**Brief**
Turn only the part of the material below that opens with the line containing "Each instance of the bridge truss" and closes with the line containing "[[232, 248]]" into a numbered list, one item per line and with blank lines omitted.

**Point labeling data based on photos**
◇ ◇ ◇ ◇ ◇ ◇ ◇
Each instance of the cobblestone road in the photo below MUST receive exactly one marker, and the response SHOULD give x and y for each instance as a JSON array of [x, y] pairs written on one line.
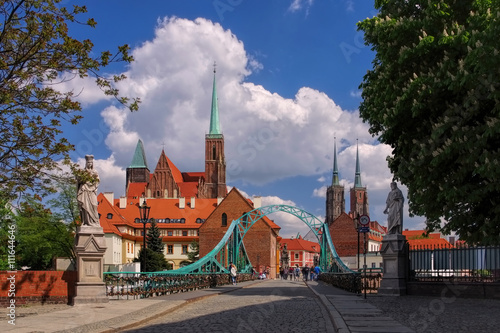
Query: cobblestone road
[[271, 306]]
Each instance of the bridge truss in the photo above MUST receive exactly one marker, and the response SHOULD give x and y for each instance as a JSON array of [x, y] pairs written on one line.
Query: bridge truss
[[231, 247]]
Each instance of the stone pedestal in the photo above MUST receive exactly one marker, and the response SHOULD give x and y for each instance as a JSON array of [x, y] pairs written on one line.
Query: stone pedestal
[[90, 246], [395, 259]]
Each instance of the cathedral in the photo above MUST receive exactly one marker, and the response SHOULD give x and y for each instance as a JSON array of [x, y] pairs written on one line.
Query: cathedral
[[335, 202], [168, 182]]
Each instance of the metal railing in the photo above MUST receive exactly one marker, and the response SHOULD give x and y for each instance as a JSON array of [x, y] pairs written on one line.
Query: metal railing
[[464, 263], [130, 285]]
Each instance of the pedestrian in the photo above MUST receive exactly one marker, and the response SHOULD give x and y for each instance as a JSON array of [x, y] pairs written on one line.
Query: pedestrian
[[317, 270], [233, 272], [305, 272]]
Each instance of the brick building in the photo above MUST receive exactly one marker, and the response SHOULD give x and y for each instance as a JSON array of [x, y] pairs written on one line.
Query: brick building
[[300, 251], [181, 203], [343, 226], [260, 241]]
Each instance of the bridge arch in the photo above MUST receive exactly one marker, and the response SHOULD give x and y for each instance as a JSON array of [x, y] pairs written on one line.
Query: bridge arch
[[232, 248]]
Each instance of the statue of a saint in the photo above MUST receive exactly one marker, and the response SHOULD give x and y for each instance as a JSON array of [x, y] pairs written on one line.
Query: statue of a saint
[[394, 209], [88, 181]]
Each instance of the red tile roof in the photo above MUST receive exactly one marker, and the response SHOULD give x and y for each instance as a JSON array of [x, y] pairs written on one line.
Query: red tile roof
[[136, 189], [299, 244]]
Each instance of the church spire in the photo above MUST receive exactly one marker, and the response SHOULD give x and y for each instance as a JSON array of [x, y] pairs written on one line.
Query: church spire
[[357, 177], [214, 116], [139, 159], [335, 177]]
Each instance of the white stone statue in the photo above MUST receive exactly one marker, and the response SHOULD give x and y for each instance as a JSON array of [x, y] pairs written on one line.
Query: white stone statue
[[88, 181], [394, 209]]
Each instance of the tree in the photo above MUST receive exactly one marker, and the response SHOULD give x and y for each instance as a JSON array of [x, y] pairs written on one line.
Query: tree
[[36, 55], [41, 236], [433, 96], [154, 261], [154, 240]]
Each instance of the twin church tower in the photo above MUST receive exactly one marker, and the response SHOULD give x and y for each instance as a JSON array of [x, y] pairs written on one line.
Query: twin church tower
[[168, 182], [335, 201]]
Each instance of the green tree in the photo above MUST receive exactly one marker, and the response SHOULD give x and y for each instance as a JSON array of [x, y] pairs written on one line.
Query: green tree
[[154, 240], [154, 261], [41, 236], [36, 55], [433, 96]]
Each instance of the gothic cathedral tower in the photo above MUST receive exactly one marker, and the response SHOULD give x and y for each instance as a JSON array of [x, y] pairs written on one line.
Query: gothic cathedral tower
[[215, 162], [359, 196], [335, 201]]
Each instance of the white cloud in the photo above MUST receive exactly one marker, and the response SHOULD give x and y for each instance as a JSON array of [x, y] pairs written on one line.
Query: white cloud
[[320, 192], [267, 136], [297, 5]]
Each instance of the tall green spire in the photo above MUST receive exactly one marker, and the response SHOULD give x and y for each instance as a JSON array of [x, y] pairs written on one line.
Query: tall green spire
[[139, 159], [357, 177], [214, 117], [335, 178]]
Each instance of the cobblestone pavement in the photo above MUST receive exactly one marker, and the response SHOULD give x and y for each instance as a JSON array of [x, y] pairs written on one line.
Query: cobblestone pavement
[[273, 306], [441, 315]]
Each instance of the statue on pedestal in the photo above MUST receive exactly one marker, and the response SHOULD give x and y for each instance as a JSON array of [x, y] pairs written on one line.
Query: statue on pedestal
[[394, 209], [88, 181]]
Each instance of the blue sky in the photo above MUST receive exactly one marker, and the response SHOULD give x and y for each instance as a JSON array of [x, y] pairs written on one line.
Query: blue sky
[[288, 73]]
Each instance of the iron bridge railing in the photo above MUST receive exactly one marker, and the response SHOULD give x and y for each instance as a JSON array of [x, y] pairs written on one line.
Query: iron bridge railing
[[131, 285]]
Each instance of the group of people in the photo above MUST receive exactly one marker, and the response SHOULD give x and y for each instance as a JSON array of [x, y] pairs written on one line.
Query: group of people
[[308, 273]]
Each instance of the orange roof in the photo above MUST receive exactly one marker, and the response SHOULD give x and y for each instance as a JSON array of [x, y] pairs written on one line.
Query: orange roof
[[299, 244], [429, 243], [414, 234], [188, 189], [163, 210], [136, 189]]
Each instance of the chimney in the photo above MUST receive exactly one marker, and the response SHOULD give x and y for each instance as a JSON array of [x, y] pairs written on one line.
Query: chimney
[[123, 202], [110, 196], [257, 202]]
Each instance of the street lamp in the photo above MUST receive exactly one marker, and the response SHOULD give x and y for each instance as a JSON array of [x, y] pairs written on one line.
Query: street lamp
[[356, 226], [144, 214]]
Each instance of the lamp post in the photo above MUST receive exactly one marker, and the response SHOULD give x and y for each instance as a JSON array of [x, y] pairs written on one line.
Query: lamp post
[[356, 226], [144, 214]]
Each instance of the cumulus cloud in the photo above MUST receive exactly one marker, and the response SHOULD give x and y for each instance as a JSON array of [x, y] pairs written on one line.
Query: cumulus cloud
[[267, 136], [297, 5]]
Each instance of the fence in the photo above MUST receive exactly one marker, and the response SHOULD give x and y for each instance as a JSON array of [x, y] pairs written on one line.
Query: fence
[[465, 264], [130, 285]]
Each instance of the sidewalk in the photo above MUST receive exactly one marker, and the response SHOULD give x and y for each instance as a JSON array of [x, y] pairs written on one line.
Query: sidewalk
[[115, 316], [352, 313]]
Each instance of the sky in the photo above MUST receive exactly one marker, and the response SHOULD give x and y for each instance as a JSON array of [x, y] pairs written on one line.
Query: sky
[[287, 74]]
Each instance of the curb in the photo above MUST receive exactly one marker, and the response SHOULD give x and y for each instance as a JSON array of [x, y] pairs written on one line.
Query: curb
[[336, 318], [121, 323]]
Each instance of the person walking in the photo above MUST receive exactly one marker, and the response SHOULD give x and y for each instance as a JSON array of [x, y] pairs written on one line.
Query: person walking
[[233, 272]]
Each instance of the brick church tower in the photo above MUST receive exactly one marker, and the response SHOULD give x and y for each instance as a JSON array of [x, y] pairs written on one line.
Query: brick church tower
[[359, 196], [167, 181], [215, 162], [335, 201]]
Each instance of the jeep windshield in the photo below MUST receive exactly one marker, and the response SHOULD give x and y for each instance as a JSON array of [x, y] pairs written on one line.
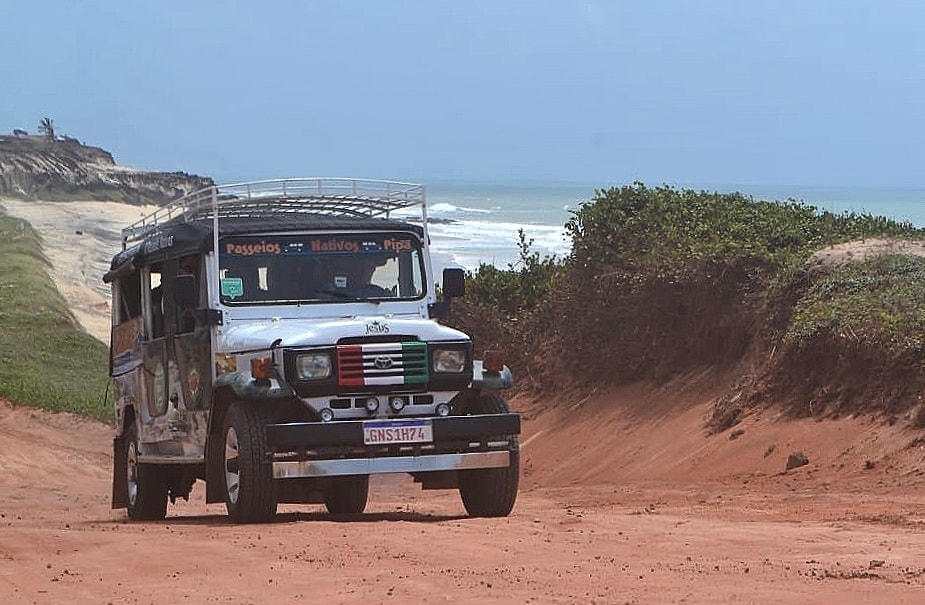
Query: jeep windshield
[[320, 267]]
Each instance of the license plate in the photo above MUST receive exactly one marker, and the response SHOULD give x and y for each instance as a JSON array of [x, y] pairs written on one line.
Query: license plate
[[379, 432]]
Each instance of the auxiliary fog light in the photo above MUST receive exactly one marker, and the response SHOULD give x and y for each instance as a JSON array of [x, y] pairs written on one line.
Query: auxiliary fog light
[[371, 404]]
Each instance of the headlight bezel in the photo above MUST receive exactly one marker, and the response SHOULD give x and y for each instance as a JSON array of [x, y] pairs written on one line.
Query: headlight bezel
[[449, 360], [315, 359]]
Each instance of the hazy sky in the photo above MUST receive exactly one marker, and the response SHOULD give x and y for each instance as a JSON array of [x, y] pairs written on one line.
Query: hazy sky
[[789, 92]]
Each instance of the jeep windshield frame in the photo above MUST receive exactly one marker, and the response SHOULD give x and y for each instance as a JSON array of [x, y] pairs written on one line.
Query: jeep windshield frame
[[321, 268], [199, 222]]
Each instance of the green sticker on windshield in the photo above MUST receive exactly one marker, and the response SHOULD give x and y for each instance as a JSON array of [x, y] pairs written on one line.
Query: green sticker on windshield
[[232, 287]]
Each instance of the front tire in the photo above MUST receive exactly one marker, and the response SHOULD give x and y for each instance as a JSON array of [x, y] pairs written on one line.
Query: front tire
[[250, 492], [491, 492], [347, 495], [146, 483]]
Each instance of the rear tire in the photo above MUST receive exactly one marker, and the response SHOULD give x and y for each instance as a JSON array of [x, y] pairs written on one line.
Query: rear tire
[[146, 483], [491, 492], [347, 495], [250, 492]]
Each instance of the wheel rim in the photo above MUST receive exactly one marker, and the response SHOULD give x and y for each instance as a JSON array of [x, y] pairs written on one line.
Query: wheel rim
[[132, 473], [232, 476]]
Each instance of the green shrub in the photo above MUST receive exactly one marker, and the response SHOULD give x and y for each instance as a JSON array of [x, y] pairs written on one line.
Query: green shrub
[[46, 360]]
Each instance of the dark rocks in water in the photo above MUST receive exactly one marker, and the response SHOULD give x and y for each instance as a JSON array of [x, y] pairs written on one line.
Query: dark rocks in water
[[32, 167]]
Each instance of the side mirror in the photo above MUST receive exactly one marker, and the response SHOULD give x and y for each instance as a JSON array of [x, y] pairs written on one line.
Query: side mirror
[[185, 293], [454, 282]]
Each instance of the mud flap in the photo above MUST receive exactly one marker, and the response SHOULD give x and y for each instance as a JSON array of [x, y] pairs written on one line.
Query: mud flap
[[119, 473]]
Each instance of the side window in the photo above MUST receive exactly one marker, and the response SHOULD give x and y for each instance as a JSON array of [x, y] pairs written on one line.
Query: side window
[[155, 289], [188, 279], [128, 303]]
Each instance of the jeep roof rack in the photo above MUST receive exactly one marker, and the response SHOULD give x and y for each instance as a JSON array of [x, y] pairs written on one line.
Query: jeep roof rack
[[282, 197]]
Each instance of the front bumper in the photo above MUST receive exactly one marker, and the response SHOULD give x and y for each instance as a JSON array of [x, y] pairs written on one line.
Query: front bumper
[[312, 449]]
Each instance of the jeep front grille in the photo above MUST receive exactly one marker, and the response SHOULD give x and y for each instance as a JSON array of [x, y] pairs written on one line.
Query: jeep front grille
[[384, 363]]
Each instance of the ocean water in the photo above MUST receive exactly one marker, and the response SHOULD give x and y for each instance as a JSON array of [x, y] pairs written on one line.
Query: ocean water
[[477, 222], [484, 219]]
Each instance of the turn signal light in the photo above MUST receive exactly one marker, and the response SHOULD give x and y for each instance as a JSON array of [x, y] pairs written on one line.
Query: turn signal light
[[494, 361], [262, 368]]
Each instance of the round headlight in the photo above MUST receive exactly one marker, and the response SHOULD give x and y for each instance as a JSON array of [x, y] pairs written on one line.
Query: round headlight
[[371, 404], [451, 361], [313, 366]]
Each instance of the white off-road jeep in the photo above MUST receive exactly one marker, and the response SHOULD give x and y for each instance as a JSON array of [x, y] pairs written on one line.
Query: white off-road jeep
[[280, 340]]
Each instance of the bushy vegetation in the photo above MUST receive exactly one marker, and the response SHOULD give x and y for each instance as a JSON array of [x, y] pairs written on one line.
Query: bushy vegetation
[[879, 302], [663, 280], [45, 360]]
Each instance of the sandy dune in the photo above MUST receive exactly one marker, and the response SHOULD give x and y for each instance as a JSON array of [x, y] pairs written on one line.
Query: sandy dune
[[624, 500]]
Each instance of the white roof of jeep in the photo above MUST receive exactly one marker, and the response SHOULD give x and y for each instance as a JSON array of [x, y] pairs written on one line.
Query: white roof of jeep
◇ ◇ ◇ ◇ ◇ ◇ ◇
**Exercise answer**
1. Each instance of the bridge truss in the photo above MUST receive exactly one marker, and the response SHOULD give x and y for each instance as a JSON array of [x, y] pairs written on one line.
2. Query: bridge truss
3. [[231, 247]]
4. Each instance of the stone pedestal in the photo above MUST receive exactly one marker, and the response SHOULD give x and y for each instance as a JSON array of [x, y] pairs written on one line.
5. Query: stone pedestal
6. [[90, 246], [395, 259]]
7. Each instance of the cathedral in the photo above MUST receive exactly one marker, and the response SHOULD give x and y for each instance as a JSON array of [x, y] pairs written on one line.
8. Query: cathedral
9. [[335, 202], [168, 182]]
10. Each instance of the metal railing in the photo above MUST receive exactly one marker, and the response SHOULD give x and y for each instance as a JSON array of [x, y] pairs written on one line.
11. Query: metal railing
12. [[464, 263], [130, 285]]
13. Each instance of the pedestrian in the photo above MUST receive exactly one marker, and the response SHOULD give x and y for each instance as a JSON array of [x, y] pairs written on one line.
14. Query: pedestrian
15. [[317, 270], [233, 272], [305, 272]]
16. Each instance of the brick building in the photo above MUST receive exactly one marker, and the response SHOULD give x and y for each instance as a JSON array of [x, y] pairs written on one line.
17. Query: brick building
18. [[300, 251], [181, 203], [343, 226], [260, 241]]
19. Each instance of the bridge arch in the photo above MUST receive exactly one marker, and the response SHOULD give x and y for each instance as a JSON array of [x, y] pairs written on one line.
20. Query: bridge arch
21. [[232, 248]]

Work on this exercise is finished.